+++ Document excerpt +++

SUNK is CoreWeave's solution for running Slurm on Kubernetes. Using Ray on SUNK provides Ray's Python native parallelism with Slurm's enterprise-level scheduler. By using Ray on SUNK, you let Slurm manage when and where jobs run, while Ray manages how it runs distributed tasks.

This tutorial walks you through integrating Ray's distributed computing framework with SUNK's Slurm-based job scheduler. By the end, you have prepared a Ray container, launched a Ray cluster through Slurm, and learned how to connect to a running Ray environment for interactive development or debugging.

Consider running Ray on SUNK if one of the following applies:

* Most of your compute usage is through Slurm, and you need Ray to orchestrate workloads.

* You want to support Ray and Slurm users from a single environment, using the Slurm scheduler for efficient resource allocation.

## Prerequisites

Before completing the steps in the guide, make sure you have the following:

* Access to a SUNK cluster with permissions to submit jobs.
* Familiarity with Slurm commands, such as `srun`, `sbatch`, and `squeue`.

+++ Entries supplied +++

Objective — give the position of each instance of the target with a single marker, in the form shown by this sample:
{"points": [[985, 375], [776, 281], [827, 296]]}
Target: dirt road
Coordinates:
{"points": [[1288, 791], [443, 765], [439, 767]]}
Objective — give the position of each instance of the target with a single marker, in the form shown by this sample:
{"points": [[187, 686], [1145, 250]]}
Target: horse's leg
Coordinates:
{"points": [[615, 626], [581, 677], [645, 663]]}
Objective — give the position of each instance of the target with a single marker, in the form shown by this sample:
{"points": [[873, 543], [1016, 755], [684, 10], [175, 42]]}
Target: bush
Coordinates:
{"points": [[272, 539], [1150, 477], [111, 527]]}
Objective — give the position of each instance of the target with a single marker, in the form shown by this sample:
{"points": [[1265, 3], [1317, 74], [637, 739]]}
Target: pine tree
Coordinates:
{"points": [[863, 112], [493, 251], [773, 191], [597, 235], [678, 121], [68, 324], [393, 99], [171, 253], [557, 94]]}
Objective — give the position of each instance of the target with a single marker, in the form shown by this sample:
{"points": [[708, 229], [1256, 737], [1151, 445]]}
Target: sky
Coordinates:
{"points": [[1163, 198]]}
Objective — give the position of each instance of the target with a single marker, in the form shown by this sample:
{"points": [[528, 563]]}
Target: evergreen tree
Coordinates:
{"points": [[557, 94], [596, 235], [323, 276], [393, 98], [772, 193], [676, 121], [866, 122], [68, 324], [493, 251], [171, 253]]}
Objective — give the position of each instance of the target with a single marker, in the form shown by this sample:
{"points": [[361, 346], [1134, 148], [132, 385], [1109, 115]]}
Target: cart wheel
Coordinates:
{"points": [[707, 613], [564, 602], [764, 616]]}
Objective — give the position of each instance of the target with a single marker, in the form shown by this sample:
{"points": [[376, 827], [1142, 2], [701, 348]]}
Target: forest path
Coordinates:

+++

> List of tasks
**1.** Retype the section of the SUNK tutorial that begins with the words "This tutorial walks" and ends with "to submit jobs.".
**2.** Pull out every line of the entries that includes the string "tree".
The SUNK tutorial and the entries have nothing to do with each other.

> Results in order
**1.**
This tutorial walks you through integrating Ray's distributed computing framework with SUNK's Slurm-based job scheduler. By the end, you have prepared a Ray container, launched a Ray cluster through Slurm, and learned how to connect to a running Ray environment for interactive development or debugging.

Consider running Ray on SUNK if one of the following applies:

* Most of your compute usage is through Slurm, and you need Ray to orchestrate workloads.

* You want to support Ray and Slurm users from a single environment, using the Slurm scheduler for efficient resource allocation.

## Prerequisites

Before completing the steps in the guide, make sure you have the following:

* Access to a SUNK cluster with permissions to submit jobs.

**2.**
Target: pine tree
Target: evergreen tree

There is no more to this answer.